Go to the line containing "Objective — one point per instance of the rock outcrop" in the listing below and retype it and every later line exactly, down to the last.

Segment Open

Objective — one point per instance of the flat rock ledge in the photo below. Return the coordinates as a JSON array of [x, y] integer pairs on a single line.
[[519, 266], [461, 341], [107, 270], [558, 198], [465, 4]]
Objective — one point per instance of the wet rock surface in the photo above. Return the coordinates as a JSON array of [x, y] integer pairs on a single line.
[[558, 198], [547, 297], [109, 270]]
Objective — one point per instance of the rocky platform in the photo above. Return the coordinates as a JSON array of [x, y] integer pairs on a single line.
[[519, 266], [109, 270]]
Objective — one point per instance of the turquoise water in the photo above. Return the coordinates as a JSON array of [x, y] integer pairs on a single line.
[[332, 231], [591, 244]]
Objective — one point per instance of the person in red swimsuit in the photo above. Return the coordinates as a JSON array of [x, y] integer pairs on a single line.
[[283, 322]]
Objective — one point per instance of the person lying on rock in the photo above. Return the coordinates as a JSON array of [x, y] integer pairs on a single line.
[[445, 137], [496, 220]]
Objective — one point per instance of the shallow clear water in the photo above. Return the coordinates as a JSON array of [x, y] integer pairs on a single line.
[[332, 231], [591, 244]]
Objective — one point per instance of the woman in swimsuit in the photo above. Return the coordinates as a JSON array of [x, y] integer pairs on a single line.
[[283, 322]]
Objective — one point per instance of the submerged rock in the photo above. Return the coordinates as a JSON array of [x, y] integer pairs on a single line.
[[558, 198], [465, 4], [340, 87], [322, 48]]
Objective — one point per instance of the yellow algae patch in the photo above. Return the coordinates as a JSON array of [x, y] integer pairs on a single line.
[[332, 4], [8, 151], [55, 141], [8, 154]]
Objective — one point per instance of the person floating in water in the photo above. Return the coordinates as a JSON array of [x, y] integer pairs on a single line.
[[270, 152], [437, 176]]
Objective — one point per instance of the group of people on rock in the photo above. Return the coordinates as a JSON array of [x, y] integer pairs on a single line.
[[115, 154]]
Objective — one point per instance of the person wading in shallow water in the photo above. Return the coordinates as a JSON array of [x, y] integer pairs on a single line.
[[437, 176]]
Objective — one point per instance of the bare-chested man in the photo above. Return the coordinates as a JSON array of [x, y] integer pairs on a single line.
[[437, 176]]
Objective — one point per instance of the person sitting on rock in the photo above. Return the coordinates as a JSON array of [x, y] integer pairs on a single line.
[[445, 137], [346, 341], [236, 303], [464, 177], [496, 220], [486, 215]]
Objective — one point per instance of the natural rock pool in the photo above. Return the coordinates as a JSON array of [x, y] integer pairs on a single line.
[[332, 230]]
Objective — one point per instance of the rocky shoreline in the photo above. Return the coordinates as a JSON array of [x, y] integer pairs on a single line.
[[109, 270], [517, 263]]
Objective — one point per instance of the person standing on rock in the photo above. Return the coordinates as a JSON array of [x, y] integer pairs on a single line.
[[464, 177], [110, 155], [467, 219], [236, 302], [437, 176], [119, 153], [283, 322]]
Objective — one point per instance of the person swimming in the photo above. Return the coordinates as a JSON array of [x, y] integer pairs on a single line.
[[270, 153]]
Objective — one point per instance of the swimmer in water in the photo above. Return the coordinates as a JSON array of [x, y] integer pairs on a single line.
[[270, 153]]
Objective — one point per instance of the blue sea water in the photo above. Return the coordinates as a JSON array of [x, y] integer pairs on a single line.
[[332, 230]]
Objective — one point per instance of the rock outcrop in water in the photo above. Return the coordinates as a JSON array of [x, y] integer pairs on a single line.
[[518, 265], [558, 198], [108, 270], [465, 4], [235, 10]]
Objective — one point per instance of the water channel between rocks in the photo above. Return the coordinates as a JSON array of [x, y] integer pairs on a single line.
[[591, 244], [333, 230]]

Segment Closed

=== ANSWER FOR THE TASK ===
Objective — one point per instance of the rock outcrop in water in the photo above. Return the coordinates as a JSON array of [x, y] integer pairs on a single line.
[[518, 265], [558, 198], [108, 270], [465, 4], [235, 10]]
Objective — one point per instance of the water channel between rocks in the photo above. Return the coordinates as a JSON array of [x, y] integer pairs on a single line.
[[591, 244], [333, 230]]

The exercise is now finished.